• **Job**
Find every line in the items below that contains the string "positive", and copy each of those lines.

• **Input material**
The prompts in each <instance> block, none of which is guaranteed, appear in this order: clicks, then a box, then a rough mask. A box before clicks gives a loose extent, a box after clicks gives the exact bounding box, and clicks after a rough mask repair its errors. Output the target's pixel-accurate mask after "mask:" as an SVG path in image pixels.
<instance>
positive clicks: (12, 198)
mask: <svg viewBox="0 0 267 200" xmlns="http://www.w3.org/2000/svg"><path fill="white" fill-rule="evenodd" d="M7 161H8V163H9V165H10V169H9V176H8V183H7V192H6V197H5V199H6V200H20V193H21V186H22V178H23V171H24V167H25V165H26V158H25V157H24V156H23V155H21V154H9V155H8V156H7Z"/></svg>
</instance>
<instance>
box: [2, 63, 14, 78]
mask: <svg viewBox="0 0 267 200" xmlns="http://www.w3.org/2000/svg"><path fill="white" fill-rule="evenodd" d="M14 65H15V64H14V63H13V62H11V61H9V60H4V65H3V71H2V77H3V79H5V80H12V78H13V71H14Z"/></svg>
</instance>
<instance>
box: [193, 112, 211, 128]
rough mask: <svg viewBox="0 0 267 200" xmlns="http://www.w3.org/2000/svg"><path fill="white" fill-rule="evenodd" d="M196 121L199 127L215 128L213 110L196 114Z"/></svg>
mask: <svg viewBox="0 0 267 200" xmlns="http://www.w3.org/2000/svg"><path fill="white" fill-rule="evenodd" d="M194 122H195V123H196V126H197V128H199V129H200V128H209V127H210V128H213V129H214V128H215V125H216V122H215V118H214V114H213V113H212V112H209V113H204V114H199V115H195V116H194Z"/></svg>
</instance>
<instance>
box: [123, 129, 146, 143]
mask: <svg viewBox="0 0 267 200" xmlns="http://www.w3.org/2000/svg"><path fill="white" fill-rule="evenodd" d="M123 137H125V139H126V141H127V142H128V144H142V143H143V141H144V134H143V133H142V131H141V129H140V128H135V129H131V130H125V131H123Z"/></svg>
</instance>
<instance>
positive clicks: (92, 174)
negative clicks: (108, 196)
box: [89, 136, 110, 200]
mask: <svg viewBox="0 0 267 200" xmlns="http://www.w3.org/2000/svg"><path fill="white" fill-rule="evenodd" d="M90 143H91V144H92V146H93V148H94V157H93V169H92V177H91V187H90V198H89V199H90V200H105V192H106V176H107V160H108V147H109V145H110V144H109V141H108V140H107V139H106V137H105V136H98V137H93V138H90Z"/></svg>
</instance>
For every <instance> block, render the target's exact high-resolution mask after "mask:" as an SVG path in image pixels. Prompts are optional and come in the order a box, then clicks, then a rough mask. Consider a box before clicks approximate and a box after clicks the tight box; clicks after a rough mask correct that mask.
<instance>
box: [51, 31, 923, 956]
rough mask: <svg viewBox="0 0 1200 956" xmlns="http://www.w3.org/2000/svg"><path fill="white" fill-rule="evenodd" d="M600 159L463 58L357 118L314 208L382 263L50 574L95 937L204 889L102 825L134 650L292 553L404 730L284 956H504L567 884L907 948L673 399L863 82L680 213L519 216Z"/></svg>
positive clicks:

• **Response below**
positive clicks: (12, 198)
positive clicks: (92, 174)
positive clicks:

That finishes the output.